Task brief :: Reproduce every one of the following records word for word, leaving each line unchanged.

Provided records ::

▼▼▼

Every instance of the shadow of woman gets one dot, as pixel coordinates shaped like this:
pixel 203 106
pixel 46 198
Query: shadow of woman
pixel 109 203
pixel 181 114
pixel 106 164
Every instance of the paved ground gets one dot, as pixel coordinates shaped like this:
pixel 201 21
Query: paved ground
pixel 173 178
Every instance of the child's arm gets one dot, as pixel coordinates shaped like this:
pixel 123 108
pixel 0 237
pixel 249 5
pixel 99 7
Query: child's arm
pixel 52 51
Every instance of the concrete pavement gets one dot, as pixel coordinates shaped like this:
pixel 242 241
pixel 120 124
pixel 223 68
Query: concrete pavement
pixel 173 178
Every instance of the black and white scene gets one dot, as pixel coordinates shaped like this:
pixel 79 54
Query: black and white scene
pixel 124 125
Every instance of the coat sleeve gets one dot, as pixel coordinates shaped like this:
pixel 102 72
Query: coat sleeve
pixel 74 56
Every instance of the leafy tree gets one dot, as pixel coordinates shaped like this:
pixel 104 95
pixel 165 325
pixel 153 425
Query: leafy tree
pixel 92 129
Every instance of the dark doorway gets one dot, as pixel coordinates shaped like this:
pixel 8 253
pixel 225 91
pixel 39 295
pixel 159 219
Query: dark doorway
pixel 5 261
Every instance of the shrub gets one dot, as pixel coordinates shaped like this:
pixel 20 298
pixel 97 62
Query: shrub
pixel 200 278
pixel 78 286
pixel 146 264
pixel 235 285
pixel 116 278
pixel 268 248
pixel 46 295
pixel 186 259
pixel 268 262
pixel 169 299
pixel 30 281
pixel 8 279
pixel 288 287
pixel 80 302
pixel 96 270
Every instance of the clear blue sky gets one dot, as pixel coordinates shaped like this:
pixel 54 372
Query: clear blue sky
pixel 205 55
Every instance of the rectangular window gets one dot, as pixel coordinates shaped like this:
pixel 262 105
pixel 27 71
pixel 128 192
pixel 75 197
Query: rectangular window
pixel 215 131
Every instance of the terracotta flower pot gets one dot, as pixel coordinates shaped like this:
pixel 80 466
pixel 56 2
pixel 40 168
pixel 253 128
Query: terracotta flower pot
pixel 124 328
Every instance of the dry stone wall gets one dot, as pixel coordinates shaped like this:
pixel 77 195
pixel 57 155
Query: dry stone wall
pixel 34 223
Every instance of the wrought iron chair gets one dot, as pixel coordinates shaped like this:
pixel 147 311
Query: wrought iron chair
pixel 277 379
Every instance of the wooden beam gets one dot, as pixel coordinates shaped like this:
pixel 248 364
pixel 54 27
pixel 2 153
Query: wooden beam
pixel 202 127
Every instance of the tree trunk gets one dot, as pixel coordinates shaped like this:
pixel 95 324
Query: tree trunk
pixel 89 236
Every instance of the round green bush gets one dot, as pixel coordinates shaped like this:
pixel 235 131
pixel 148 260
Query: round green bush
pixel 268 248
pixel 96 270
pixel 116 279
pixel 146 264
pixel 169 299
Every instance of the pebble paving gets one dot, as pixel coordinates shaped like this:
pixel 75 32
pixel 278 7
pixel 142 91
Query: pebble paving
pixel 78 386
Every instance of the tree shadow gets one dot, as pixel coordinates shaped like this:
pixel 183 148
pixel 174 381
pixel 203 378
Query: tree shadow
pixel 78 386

▲▲▲

Finished exercise ::
Every instance of the shadow of woman gets one dot, as pixel coordinates shaped like this:
pixel 203 106
pixel 46 198
Query: shadow of woman
pixel 109 203
pixel 181 114
pixel 106 164
Every instance of the paved ground gets one dot, as pixel coordinates shaped like this:
pixel 201 21
Query: paved ground
pixel 173 178
Every instance of the child's arm gets one dot, as pixel coordinates shaped like this:
pixel 123 108
pixel 0 237
pixel 249 5
pixel 99 7
Query: child's arm
pixel 52 51
Every instance of the concrete pavement gets one dot, as pixel coordinates shaped like this:
pixel 242 241
pixel 120 124
pixel 223 68
Query: concrete pavement
pixel 173 178
Every instance of the black and white scene gets one dot, as pixel coordinates shaped like this:
pixel 79 54
Query: black and white scene
pixel 124 125
Every instance of the coat sleeve gets one dot, as pixel coordinates shaped like this:
pixel 102 72
Query: coat sleeve
pixel 74 56
Every instance of the leafy tree gets one dot, as pixel coordinates shaped like this:
pixel 104 95
pixel 165 325
pixel 153 425
Query: leafy tree
pixel 92 129
Every instance of the dark doorway gets one dot, as pixel coordinates shaped like this:
pixel 8 253
pixel 225 91
pixel 39 295
pixel 159 219
Query: dark doorway
pixel 5 261
Every instance of the shrub gets one dot, as pixel coordinates shaped like this:
pixel 20 298
pixel 97 62
Query: shrub
pixel 200 278
pixel 78 286
pixel 146 264
pixel 235 285
pixel 116 278
pixel 268 248
pixel 46 295
pixel 186 259
pixel 268 262
pixel 169 299
pixel 30 281
pixel 8 279
pixel 288 287
pixel 80 302
pixel 96 270
Every instance of the clear blue sky gets one dot, as pixel coordinates shaped like this:
pixel 54 372
Query: clear blue sky
pixel 205 55
Every instance of the rectangular window gets one dot, as pixel coordinates shaped like this:
pixel 262 105
pixel 27 71
pixel 128 192
pixel 75 197
Query: rectangular window
pixel 215 131
Every instance of the terracotta flower pot gets one dot, as pixel coordinates shaped like this:
pixel 80 466
pixel 56 2
pixel 40 168
pixel 253 128
Query: terracotta flower pot
pixel 124 328
Every instance of the dry stone wall gets one dot, as pixel coordinates shaped like this:
pixel 77 195
pixel 57 155
Query: dry stone wall
pixel 34 223
Every instance of the wrought iron chair gets one dot, as pixel coordinates shaped like this:
pixel 147 311
Query: wrought iron chair
pixel 277 379
Every instance of the wooden beam gets one dot, as pixel coordinates shaped like this:
pixel 248 364
pixel 54 27
pixel 2 153
Query: wooden beam
pixel 202 127
Every instance of the tree trunk gets one dot, as pixel coordinates shaped like this:
pixel 95 324
Query: tree trunk
pixel 89 236
Every instance of the round green bush gets one dot, as pixel coordinates shaped like this:
pixel 235 131
pixel 148 260
Query: round green bush
pixel 268 248
pixel 96 270
pixel 116 279
pixel 146 264
pixel 169 299
Every instance of the pebble paving gets one dot, as pixel coordinates shaped like this:
pixel 75 32
pixel 278 7
pixel 142 91
Query: pebble paving
pixel 78 386
Every instance of the tree shadow gets one dot, as pixel coordinates shaped like this:
pixel 183 148
pixel 174 381
pixel 203 378
Query: tree shadow
pixel 78 386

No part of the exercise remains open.